STATED TASK => Below are some records; retype all of them exactly.

DATA EXCERPTS =>

— BEGIN —

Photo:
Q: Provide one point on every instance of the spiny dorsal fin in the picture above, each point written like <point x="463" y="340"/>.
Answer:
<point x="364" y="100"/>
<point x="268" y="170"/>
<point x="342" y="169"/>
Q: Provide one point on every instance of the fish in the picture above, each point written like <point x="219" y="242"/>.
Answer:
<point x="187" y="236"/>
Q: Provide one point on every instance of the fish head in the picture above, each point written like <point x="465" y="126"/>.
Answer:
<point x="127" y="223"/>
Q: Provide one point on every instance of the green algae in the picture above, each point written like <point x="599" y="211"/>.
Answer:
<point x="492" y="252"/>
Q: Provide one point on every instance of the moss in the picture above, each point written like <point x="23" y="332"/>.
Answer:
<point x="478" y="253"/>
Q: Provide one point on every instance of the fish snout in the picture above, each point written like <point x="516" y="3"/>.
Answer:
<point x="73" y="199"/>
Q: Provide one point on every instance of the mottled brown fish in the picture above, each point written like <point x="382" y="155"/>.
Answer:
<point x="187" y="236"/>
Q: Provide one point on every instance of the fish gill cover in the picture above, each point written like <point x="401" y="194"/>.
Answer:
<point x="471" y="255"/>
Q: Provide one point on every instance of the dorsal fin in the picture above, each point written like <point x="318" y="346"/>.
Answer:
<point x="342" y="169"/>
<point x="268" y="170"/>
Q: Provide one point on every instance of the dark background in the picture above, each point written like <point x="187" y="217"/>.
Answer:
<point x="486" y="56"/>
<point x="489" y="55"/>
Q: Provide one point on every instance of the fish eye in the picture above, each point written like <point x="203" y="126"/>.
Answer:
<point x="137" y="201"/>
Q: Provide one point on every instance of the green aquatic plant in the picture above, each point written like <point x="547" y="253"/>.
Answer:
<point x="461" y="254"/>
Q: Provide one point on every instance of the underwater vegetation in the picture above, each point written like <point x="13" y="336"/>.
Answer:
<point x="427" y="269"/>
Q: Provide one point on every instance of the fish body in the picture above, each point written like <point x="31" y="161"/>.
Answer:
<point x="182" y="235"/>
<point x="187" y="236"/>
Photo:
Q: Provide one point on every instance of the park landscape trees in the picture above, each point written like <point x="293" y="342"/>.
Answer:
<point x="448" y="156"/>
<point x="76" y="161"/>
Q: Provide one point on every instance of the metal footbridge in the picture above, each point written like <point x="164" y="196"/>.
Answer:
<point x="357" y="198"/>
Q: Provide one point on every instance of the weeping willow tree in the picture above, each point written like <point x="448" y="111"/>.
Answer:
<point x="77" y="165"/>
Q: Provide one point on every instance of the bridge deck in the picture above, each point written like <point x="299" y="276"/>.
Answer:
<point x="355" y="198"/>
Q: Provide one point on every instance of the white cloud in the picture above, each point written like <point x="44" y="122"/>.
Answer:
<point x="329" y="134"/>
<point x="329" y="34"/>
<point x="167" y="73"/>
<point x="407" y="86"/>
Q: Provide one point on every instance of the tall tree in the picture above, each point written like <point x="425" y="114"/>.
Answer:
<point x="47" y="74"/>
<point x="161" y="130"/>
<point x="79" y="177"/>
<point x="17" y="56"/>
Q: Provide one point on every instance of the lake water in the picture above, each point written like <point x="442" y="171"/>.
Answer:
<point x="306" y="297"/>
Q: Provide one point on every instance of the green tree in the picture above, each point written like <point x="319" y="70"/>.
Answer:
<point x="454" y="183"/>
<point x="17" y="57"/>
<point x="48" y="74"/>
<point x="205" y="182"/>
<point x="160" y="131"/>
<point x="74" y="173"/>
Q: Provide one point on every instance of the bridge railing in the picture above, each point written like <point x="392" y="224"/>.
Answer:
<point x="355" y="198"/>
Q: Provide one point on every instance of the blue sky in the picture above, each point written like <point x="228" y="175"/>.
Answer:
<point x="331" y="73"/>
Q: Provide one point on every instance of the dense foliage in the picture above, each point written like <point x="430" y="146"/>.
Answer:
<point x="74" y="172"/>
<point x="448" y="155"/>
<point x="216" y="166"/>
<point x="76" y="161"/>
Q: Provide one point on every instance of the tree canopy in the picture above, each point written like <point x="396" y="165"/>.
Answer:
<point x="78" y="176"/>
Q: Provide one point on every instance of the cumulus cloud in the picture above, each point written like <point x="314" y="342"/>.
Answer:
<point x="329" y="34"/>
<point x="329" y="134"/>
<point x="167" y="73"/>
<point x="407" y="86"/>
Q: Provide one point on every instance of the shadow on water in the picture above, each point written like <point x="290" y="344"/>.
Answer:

— END —

EXERCISE RESPONSE =>
Photo:
Q: Provide one point on every instance of the spiny dorsal fin in the picture above, each point written like <point x="463" y="340"/>.
Answer:
<point x="364" y="100"/>
<point x="268" y="170"/>
<point x="342" y="169"/>
Q: Provide one point on every instance of the fish in the picture above, each point written like <point x="219" y="242"/>.
Answer:
<point x="187" y="236"/>
Q: Provide one point on every instance of the fish head in the picture above, each point written like <point x="465" y="126"/>.
Answer:
<point x="127" y="223"/>
Q: Provide one point on every instance of the green algae in the picture above, each point written like <point x="599" y="211"/>.
Answer:
<point x="492" y="252"/>
Q: Provide one point on every instance of the moss in the picture above, each point written like <point x="23" y="332"/>.
Answer:
<point x="478" y="253"/>
Q: Provide one point on every instance of the fish snout in the picture above, each point written like <point x="516" y="3"/>.
Answer:
<point x="73" y="199"/>
Q: Provide one point on every instance of the mottled brown fish in the picture above, each point written like <point x="382" y="155"/>.
Answer:
<point x="187" y="236"/>
Q: Provide one point on every instance of the fish gill cover in the picture above, each point written like <point x="401" y="194"/>.
Answer:
<point x="471" y="255"/>
Q: Provide one point on every instance of the dorsal fin in the picture above, each point written like <point x="318" y="346"/>.
Answer:
<point x="342" y="169"/>
<point x="268" y="170"/>
Q: Provide one point on every instance of the dark background in the picture above, each point written like <point x="187" y="217"/>.
Answer:
<point x="486" y="56"/>
<point x="489" y="55"/>
Q: Provide one point on every instance of the fish eye in the picture above, each point written like <point x="203" y="126"/>.
Answer:
<point x="137" y="201"/>
Q: Provide one point on every instance of the green aquatic plant in the picture above, each point written like <point x="547" y="253"/>.
Answer:
<point x="461" y="254"/>
Q: Provide one point on every instance of the underwater vegetation in the picture above, each point written like <point x="13" y="336"/>.
Answer:
<point x="427" y="269"/>
Q: Provide one point on every instance of the fish body in the picture above, each point written like <point x="31" y="161"/>.
Answer:
<point x="182" y="235"/>
<point x="187" y="236"/>
Photo:
Q: Provide one point on every instance of the park landscape trees in the picture above, each point written like <point x="293" y="342"/>.
Answer:
<point x="448" y="156"/>
<point x="76" y="161"/>
Q: Provide one point on every instance of the metal footbridge in the picture above, each point written like <point x="164" y="196"/>.
Answer:
<point x="357" y="198"/>
Q: Provide one point on every instance of the weeping willow tree in the picture above, each point written like <point x="448" y="111"/>.
Answer:
<point x="77" y="165"/>
Q: Provide one point on every instance of the bridge deck in the picture above, each point written like <point x="299" y="276"/>.
Answer:
<point x="355" y="198"/>
Q: Provide one point on every instance of the white cloud in the picture above, each point written like <point x="44" y="122"/>.
Answer:
<point x="329" y="134"/>
<point x="329" y="34"/>
<point x="167" y="73"/>
<point x="407" y="86"/>
Q: Provide one point on every instance of the tall tree in the picture above, each point written like <point x="425" y="114"/>.
Answer:
<point x="47" y="74"/>
<point x="161" y="130"/>
<point x="79" y="177"/>
<point x="17" y="56"/>
Q: Provide one point on every instance of the lake water in the picture above, each point written like <point x="442" y="171"/>.
Answer:
<point x="306" y="297"/>
Q: Provide one point on every instance of the green tree in the picture above, each point written like <point x="319" y="70"/>.
Answer:
<point x="454" y="183"/>
<point x="17" y="57"/>
<point x="48" y="74"/>
<point x="205" y="182"/>
<point x="160" y="131"/>
<point x="74" y="173"/>
Q: Provide one point on every instance of the bridge railing in the picture above, each point written like <point x="392" y="224"/>.
Answer:
<point x="355" y="198"/>
Q: Provide one point on every instance of the blue sky in the picture above, each point written like <point x="228" y="175"/>.
Answer:
<point x="331" y="73"/>
Q: Provide one point on every instance of the dense foliage in the picture above, each point written like <point x="430" y="146"/>.
Answer:
<point x="74" y="172"/>
<point x="448" y="155"/>
<point x="216" y="166"/>
<point x="76" y="161"/>
Q: Provide one point on every instance of the tree canopy in the picture above, each point written like <point x="396" y="165"/>.
Answer:
<point x="78" y="176"/>
Q: Provide one point on every instance of the cumulus cloud in the picture above, each point written like <point x="314" y="342"/>.
Answer:
<point x="329" y="34"/>
<point x="329" y="134"/>
<point x="167" y="73"/>
<point x="407" y="86"/>
Q: Provide one point on every instance of the shadow on water in the picture above, each point written like <point x="290" y="344"/>.
Answer:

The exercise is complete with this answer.